- **Задание**
Перепишите без изменений фрагмент текста о предметах клада от слов «Статуэтки из серебра» до слов «принадлежать особе мужского пола.».

- **Текст для чтения**
■ ■ ■ ■ ■ ■ ■
Более живую картину даёт взгляд на предметы, входящие в клад, с точки зрения их назначения. Самую обширную группу составляют предметы личного обихода знатной особы (или нескольких особ). Золотые обкладки ножен (22), декоративный серебряный умбон щита (24), золотые украшения на одежду и

(23/24)

амуницию (23, 25-36, 39-43) и золотые браслеты и гривны (116-145), являвшиеся, например, в Ахеменидском Иране неотъемлемой частью торжественного облачения царя, самых высших сановников, царских телохранителей и вообще знатных лиц, позволяют считать, что многие предметы в кладе принадлежали первоначально особе мужского пола. Более нейтральны в этом смысле перстни-печати из золота (101-112) и каменные печати (113-115), «походный» набор посуды (золотой кувшин, три золотые и одна серебряная чаши), а также золотой сосуд (для благовоний?) в форме рыбы (17-21 и 16) и, возможно, серебряная «амфора» (от неё в дошедшем до нас кладе имеется только одна ручка — 10), подвески к более сложным украшениям (147, 150, 151) и, видимо, украшения какой-то бытовой утвари (например, шкатулки 14, 47). Скорее женскими украшениями можно назвать бусы, сделанные из золота (164, 165, 175, 176 — всего 270 бусин).

 

Статуэтки из серебра (1, 4) и золота (2, ), которые, очевидно, имели культовое назначение, миниатюрные модели колесницы (полный комплект — 7; колесница без лошадей — и, видимо, 8; отдельные разрозненные фигурки от других таких же наборов — 44-46 и, возможно, 38) и золотая статуэтка всадника (76) также могли принадлежать особе мужского пола.

 

Остаются непонятными и назначение, и принадлежность таких предметов, как статуэтки животных из золота (11, 13, 15) или полые изображения человеческих голов (5, 6). Дискуссионный вопрос — назначение золотых пластин разных размеров с изображениями людей (48-97), лошадей (99, 100) и верблюда (98); стройность гипотезы о том, что это вотивные пластины для приношений в храм с изображением жертвователей (Гиршман 1963, с. 248; Гиршман 1965; Барнет 1968, с. 36-37; ср.: Артамонов 1973, с. 14-15), нарушают пластины с изображением лошадей и верблюда; грубость и схематизм изображений на пластинах, очевидно, определялись не только назначением, но и средой, в которой все они были изготовлены.

 

Многочисленные изображения ахеменидского времени, представляющие жрецов и совершающих жертвоприношение людей, которые держат перед собой пучок прутьев (в том числе — на упоминавшихся пластинах 48-100), в составе клада позволяют предположить, что именно таким было назначение фрагментов медных и железных прутьев, покрытых позолотой (166-174).
■ ■ ■ ■ ■ ■ ■
Записи набора данных
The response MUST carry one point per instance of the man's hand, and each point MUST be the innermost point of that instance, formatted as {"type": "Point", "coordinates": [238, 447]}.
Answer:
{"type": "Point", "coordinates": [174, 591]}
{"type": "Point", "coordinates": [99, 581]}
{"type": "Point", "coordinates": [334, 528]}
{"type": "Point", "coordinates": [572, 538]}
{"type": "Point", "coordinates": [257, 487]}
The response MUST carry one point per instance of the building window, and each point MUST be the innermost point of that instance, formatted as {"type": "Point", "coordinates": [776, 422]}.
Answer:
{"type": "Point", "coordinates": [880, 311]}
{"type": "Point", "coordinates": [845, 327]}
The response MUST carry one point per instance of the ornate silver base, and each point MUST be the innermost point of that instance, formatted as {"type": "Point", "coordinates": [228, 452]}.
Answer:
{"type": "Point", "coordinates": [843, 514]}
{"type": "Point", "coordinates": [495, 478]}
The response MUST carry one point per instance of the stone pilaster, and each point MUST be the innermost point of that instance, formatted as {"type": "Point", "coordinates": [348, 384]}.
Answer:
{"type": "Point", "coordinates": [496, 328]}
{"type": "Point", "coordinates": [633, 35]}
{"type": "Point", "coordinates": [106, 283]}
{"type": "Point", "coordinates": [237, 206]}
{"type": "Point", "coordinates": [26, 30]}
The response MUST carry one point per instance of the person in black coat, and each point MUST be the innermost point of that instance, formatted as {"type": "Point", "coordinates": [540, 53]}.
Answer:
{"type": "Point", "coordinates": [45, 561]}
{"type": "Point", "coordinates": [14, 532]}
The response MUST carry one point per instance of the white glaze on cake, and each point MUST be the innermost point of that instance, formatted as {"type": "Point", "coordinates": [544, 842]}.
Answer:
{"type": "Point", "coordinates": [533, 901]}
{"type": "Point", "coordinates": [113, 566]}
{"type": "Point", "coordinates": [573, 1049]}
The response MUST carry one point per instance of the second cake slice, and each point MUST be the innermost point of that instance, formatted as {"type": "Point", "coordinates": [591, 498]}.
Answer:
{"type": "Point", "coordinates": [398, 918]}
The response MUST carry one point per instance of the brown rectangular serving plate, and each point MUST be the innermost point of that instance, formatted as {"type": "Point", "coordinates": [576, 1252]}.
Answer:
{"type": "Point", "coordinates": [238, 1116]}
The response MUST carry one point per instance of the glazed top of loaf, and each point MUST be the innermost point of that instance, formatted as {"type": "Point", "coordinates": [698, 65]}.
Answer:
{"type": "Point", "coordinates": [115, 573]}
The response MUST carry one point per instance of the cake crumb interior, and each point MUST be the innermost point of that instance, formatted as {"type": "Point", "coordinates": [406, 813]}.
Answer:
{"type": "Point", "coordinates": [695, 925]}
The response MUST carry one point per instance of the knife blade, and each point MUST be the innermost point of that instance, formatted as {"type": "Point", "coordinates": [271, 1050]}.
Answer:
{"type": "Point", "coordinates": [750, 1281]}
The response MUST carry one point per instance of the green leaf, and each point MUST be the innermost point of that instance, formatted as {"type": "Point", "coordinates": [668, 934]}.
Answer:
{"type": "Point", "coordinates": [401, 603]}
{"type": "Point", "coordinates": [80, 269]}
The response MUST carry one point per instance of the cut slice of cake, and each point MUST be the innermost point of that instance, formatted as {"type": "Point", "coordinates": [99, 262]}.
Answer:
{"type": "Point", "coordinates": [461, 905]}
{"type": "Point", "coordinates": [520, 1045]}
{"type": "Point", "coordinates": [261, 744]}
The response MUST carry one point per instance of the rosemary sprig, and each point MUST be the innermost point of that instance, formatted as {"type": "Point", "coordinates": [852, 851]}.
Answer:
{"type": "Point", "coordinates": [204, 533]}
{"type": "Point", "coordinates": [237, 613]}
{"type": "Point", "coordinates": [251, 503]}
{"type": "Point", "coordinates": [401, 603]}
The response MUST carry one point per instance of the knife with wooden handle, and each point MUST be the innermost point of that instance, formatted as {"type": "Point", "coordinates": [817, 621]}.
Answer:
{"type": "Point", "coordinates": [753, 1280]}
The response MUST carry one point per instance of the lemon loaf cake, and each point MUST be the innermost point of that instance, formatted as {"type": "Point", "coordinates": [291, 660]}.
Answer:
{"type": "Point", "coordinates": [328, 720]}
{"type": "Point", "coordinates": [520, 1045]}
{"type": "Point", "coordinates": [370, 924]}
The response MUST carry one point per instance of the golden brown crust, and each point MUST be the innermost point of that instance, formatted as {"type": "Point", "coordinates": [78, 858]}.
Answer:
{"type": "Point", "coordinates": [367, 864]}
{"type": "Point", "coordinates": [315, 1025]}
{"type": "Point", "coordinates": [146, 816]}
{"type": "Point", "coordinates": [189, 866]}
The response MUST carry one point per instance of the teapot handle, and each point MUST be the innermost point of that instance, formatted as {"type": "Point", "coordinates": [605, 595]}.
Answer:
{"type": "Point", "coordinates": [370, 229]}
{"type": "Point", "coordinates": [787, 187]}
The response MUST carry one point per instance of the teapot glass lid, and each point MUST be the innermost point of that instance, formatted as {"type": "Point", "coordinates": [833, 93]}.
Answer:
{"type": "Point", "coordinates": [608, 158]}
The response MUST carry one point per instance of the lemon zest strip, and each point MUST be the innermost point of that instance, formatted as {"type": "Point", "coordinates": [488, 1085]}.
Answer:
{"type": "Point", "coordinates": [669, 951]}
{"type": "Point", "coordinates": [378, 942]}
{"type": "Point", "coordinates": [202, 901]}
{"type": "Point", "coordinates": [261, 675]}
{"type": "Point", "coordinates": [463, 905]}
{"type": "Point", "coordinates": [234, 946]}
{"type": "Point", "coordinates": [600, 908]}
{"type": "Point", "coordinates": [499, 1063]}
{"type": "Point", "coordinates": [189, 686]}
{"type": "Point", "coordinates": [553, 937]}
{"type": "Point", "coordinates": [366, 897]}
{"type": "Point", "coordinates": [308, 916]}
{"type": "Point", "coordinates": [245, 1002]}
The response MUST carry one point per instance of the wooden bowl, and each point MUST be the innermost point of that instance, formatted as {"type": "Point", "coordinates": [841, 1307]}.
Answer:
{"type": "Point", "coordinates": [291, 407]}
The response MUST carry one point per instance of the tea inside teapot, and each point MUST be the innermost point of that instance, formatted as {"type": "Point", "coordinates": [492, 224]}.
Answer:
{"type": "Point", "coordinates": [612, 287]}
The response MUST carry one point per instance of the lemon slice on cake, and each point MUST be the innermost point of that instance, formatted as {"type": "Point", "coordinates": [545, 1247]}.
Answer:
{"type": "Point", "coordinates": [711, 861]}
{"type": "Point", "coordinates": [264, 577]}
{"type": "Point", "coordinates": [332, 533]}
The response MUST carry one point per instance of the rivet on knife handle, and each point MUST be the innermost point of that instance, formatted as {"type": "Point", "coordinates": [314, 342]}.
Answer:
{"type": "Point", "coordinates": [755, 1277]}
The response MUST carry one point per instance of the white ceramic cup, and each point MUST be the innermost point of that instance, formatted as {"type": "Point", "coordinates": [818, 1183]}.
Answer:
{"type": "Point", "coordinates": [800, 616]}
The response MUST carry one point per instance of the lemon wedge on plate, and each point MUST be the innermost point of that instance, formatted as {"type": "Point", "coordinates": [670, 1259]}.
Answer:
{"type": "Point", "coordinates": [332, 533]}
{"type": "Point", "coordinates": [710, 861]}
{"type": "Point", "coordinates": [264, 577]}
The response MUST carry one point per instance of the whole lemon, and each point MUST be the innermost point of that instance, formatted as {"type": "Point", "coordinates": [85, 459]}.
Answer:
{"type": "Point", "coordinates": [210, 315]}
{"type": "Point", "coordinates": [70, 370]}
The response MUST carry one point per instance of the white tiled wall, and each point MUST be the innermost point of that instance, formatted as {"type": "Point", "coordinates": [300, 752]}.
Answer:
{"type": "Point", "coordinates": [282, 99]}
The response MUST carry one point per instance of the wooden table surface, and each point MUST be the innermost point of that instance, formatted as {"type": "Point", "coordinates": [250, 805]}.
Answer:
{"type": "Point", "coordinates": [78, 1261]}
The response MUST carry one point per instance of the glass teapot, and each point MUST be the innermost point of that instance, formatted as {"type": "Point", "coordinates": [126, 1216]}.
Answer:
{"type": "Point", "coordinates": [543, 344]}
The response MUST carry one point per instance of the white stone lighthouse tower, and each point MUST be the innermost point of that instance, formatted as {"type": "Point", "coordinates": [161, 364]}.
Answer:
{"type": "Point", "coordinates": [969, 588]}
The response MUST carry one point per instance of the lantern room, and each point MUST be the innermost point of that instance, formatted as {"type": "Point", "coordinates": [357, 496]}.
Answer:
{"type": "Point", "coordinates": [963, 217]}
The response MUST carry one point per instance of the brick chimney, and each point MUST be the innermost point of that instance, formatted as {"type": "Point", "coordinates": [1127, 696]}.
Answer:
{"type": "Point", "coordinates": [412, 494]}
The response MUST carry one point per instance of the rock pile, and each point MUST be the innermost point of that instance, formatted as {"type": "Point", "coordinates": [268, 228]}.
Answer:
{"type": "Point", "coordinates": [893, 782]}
■ ■ ■ ■ ■ ■ ■
- **Решение задания**
Статуэтки из серебра (1, 4) и золота (2, ), которые, очевидно, имели культовое назначение, миниатюрные модели колесницы (полный комплект — 7; колесница без лошадей — и, видимо, 8; отдельные разрозненные фигурки от других таких же наборов — 44-46 и, возможно, 38) и золотая статуэтка всадника (76) также могли принадлежать особе мужского пола.